━━ SOURCE EXCERPT ━━
Question

Consider the region \( D \) in the yz-plane bounded by the line \( y = \frac{1}{2} \) and the curve \( y^2 + z^2 = 1 \), where \( y \geq 0 \). If the region \( D \) is revolved about the \( z \)-axis in \( \mathbb{R}^3 \), then the volume of the resulting solid is

• A. \( \dfrac{\pi}{\sqrt{3}} \)
• B. \( \dfrac{2\pi}{\sqrt{3}} \)
• C. \( \dfrac{\pi\sqrt{3}}{2} \)
• D. \( \pi\sqrt{3} \)

Hint:

For solids of revolution, use the disk method and ensure you have the correct limits based on the given region and axis of rotation.

Answer 1

The Correct Option is C

Step 1: Understand the region

The curve $y^2 + z^2 = 1$ is a circle of radius 1 centered at the origin in the $yz$ plane.

For $y \geq 0$, we have the upper semicircle.

The line $y = \frac{1}{2}$ intersects the circle where: $$\left(\frac{1}{2}\right)^2 + z^2 = 1$$ $$z^2 = 1 - \frac{1}{4} = \frac{3}{4}$$ $$z = \pm\frac{\sqrt{3}}{2}$$

So the region $D$ is bounded by:

• The line $y = \frac{1}{2}$ (horizontal line)
• The arc of the circle from $\left(\frac{1}{2}, -\frac{\sqrt{3}}{2}\right)$ to $\left(\frac{1}{2}, \frac{\sqrt{3}}{2}\right)$

Step 2: Set up the volume integral

When revolving around the $z$-axis, we use the washer method with $z$ as the variable of integration.
━━━
* TO DO
1/ In the solid-of-revolution solution, why does the line y = 1/2 meet the circle at z = ±√3/2? Answer in one to three sentences.
2/ Please output the part of the solid-of-revolution solution that opens with the words containing "So the region" and closes with "variable of integration.".
3/ Go on with the solid-of-revolution solution, picking up right after its final sentence.
━━ EXCERPTED RECORDS ━━
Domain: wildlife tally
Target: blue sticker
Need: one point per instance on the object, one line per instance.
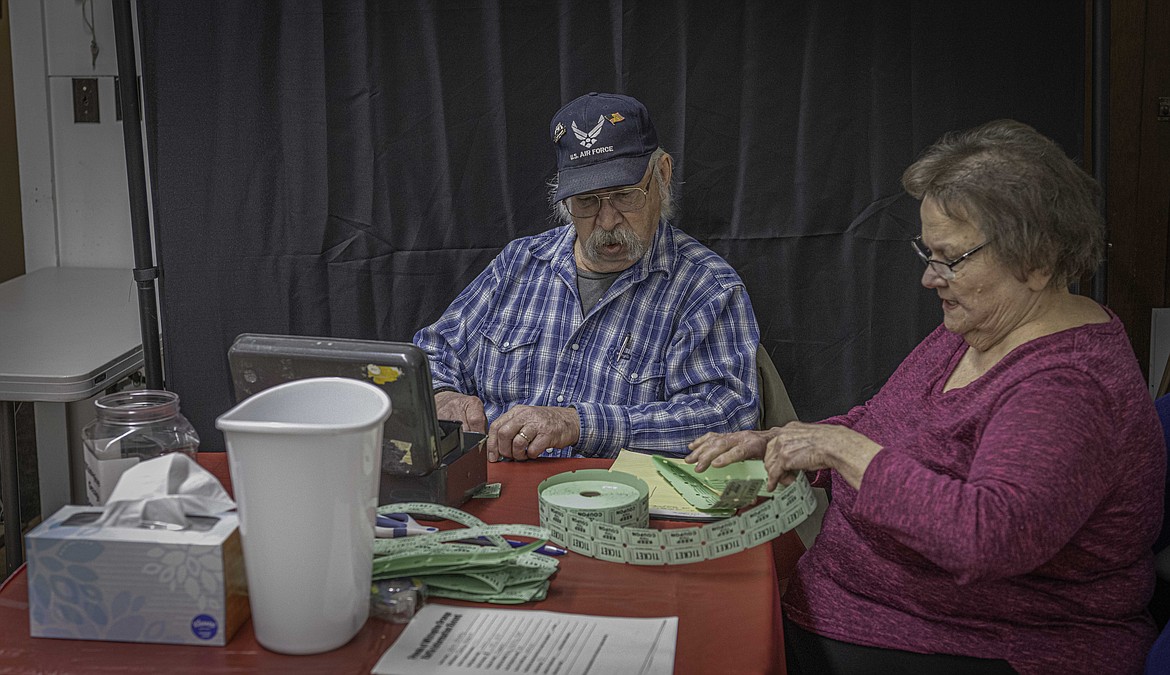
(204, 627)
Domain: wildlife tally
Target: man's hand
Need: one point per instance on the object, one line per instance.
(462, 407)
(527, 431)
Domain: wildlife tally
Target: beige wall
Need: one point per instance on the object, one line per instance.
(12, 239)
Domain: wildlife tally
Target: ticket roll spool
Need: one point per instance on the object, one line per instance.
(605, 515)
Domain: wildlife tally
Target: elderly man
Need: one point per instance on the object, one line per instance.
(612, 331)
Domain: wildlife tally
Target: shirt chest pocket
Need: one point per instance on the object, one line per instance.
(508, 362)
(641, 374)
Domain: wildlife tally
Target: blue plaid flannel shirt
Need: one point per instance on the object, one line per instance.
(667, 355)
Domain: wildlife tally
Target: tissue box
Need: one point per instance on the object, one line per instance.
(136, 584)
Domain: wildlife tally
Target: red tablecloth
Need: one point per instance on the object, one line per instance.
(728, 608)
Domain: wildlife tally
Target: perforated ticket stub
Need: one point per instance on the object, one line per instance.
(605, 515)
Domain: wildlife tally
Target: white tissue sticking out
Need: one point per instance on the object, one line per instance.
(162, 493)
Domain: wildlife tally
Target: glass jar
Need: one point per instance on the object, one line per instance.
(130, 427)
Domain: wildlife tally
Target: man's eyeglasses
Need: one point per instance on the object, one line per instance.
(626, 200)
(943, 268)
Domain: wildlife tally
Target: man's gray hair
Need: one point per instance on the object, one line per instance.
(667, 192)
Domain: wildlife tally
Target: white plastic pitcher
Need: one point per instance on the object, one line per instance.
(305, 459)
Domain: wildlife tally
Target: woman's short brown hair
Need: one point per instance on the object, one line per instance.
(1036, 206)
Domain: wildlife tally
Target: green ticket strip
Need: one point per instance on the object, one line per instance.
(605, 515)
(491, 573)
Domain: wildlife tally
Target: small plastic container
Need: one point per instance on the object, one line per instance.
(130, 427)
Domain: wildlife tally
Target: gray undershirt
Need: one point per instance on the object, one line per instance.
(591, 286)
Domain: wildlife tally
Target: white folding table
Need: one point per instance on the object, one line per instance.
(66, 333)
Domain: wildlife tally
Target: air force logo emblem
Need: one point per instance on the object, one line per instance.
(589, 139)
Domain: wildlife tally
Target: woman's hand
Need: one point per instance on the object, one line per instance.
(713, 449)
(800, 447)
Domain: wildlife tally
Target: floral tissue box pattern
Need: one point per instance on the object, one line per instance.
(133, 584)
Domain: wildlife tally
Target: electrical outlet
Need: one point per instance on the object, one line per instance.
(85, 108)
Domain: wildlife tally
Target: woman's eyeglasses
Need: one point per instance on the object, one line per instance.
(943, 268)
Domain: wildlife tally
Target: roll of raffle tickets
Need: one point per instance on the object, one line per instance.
━━━
* EXPECTED RESULTS
1/ Substituting y = 1/2 into y² + z² = 1 gives 1/4 + z² = 1, so z² = 1 − 1/4 = 3/4. Taking square roots gives z = ±√3/2.

2/
So the region $D$ is bounded by:

• The line $y = \frac{1}{2}$ (horizontal line)
• The arc of the circle from $\left(\frac{1}{2}, -\frac{\sqrt{3}}{2}\right)$ to $\left(\frac{1}{2}, \frac{\sqrt{3}}{2}\right)$

Step 2: Set up the volume integral

When revolving around the $z$-axis, we use the washer method with $z$ as the variable of integration.

3/
For a given $z \in \left[-\frac{\sqrt{3}}{2}, \frac{\sqrt{3}}{2}\right]$:

• Outer radius: $R(z) = y$ on the circle, so $y = \sqrt{1 - z^2}$
• Inner radius: $r(z) = \frac{1}{2}$

The volume is: $$V = \pi \int_{-\sqrt{3}/2}^{\sqrt{3}/2} \left[R(z)^2 - r(z)^2\right] dz$$

$$V = \pi \int_{-\sqrt{3}/2}^{\sqrt{3}/2} \left[(1-z^2) - \frac{1}{4}\right] dz$$

$$V = \pi \int_{-\sqrt{3}/2}^{\sqrt{3}/2} \left[\frac{3}{4} - z^2\right] dz$$

Step 3: Evaluate the integral

$$V = \pi \left[\frac{3z}{4} - \frac{z^3}{3}\right]_{-\sqrt{3}/2}^{\sqrt{3}/2}$$

By symmetry (the integrand is even): $$V = 2\pi \left[\frac{3z}{4} - \frac{z^3}{3}\right]_{0}^{\sqrt{3}/2}$$

$$V = 2\pi \left[\frac{3 \cdot \frac{\sqrt{3}}{2}}{4} - \frac{\left(\frac{\sqrt{3}}{2}\right)^3}{3}\right]$$

$$V = 2\pi \left[\frac{3\sqrt{3}}{8} - \frac{\frac{3\sqrt{3}}{8}}{3}\right]$$

$$V = 2\pi \left[\frac{3\sqrt{3}}{8} - \frac{3\sqrt{3}}{24}\right]$$

$$V = 2\pi \left[\frac{9\sqrt{3}}{24} - \frac{3\sqrt{3}}{24}\right]$$

$$V = 2\pi \left[\frac{6\sqrt{3}}{24}\right]$$

$$V = 2\pi \cdot \frac{\sqrt{3}}{4}$$

$$V = \frac{2\pi\sqrt{3}}{4} = \frac{\pi\sqrt{3}}{2}$$

Answer: (C)